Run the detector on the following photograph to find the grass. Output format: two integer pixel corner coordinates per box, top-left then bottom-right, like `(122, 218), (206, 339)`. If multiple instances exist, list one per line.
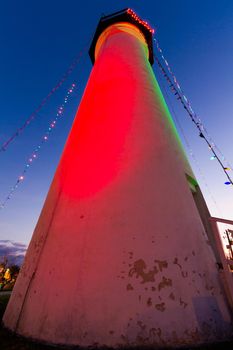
(0, 292), (233, 350)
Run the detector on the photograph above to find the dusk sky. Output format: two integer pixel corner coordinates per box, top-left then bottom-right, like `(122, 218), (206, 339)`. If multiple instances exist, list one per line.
(0, 0), (233, 249)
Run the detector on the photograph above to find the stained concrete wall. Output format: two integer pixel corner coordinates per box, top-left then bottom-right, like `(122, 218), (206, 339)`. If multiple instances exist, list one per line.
(3, 22), (232, 347)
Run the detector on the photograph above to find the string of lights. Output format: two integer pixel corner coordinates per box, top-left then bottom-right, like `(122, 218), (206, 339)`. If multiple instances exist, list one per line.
(0, 83), (76, 210)
(0, 47), (86, 152)
(154, 38), (233, 185)
(157, 73), (223, 216)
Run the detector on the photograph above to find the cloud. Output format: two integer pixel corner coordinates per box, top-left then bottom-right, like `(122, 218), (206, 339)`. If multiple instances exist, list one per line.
(0, 240), (27, 266)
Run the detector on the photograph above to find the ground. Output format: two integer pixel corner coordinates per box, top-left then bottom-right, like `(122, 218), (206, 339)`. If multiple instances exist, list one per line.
(0, 292), (233, 350)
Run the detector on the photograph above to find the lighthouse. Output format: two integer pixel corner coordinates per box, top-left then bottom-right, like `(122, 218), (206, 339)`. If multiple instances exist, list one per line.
(3, 9), (232, 348)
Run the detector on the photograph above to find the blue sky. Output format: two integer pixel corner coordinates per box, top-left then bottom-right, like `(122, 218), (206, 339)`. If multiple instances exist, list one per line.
(0, 0), (233, 244)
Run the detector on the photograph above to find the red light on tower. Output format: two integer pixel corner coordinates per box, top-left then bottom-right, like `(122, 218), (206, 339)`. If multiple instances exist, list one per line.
(3, 9), (232, 348)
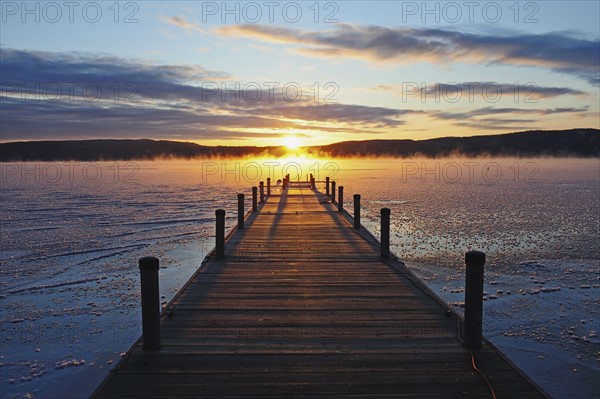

********************

__Required task__
Output the entries above as a Markdown table with two columns, Row and Line: number each row and put one line per row, skipping blank lines. Omit the pictures.

__Output__
| Row | Line |
|---|---|
| 1 | Run the detector on the following photograph to find the grass. Output format: two integer pixel corner coordinates per box, top-left then bottom-right, like `(122, 218), (206, 339)`. If multiple instances exist, list one per line. |
| 2 | (0, 292), (233, 350) |
| 3 | Run the detector on the photograph above to find the dusk sky. Output format: two integer pixel corner coordinates per box, top-left then bottom-right, like `(122, 218), (206, 339)`. If multiple instances exist, list one per line. |
| 4 | (0, 0), (233, 249) |
| 5 | Run the detector on the photograph above to find the stained concrete wall. Output format: two integer pixel corner coordinates per box, top-left then bottom-right, like `(122, 218), (206, 339)`. If multiple instances exist, list one per line. |
| 6 | (3, 22), (232, 347) |
| 7 | Run the detector on the photograph above to find the string of lights. Output format: two integer pixel corner coordinates per box, top-left then bottom-right, like `(122, 218), (206, 339)`. If multiple instances exist, list one per line. |
| 8 | (0, 83), (76, 210) |
| 9 | (0, 47), (86, 152) |
| 10 | (154, 38), (233, 185) |
| 11 | (157, 73), (223, 216) |
| 12 | Run the detector on the photograph above to find the cloud. Output format: two integer pixel corner coordinates per box, top-left then bottom-right, like `(122, 218), (206, 339)`. If multiple instances exist, list one per line. |
| 13 | (0, 240), (27, 266) |
| 14 | Run the detector on the photograph above to find the ground. Output format: two integer pixel corner coordinates per box, top-left then bottom-right, like `(122, 218), (206, 339)`. If multiple instances exist, list one per line. |
| 15 | (0, 292), (233, 350) |
| 16 | Run the detector on the photograph above to find the lighthouse. Output format: two integer pixel corner coordinates per box, top-left then bottom-right, like `(122, 218), (206, 339)`. If multiple instances exist, list one per line. |
| 17 | (3, 9), (232, 348) |
| 18 | Run the detector on the photograph above to find the blue sky. Output format: two integer pixel corner coordinates per box, top-left then bottom-right, like `(122, 218), (206, 339)`. If multiple instances exist, list one per line. |
| 19 | (0, 0), (233, 244) |
| 20 | Run the detector on the photograph above to find the red light on tower. Output format: two integer pixel corner coordinates per box, top-left then bottom-right, like `(122, 218), (206, 339)`. If multiple instances exist, list one per line. |
| 21 | (3, 9), (232, 348) |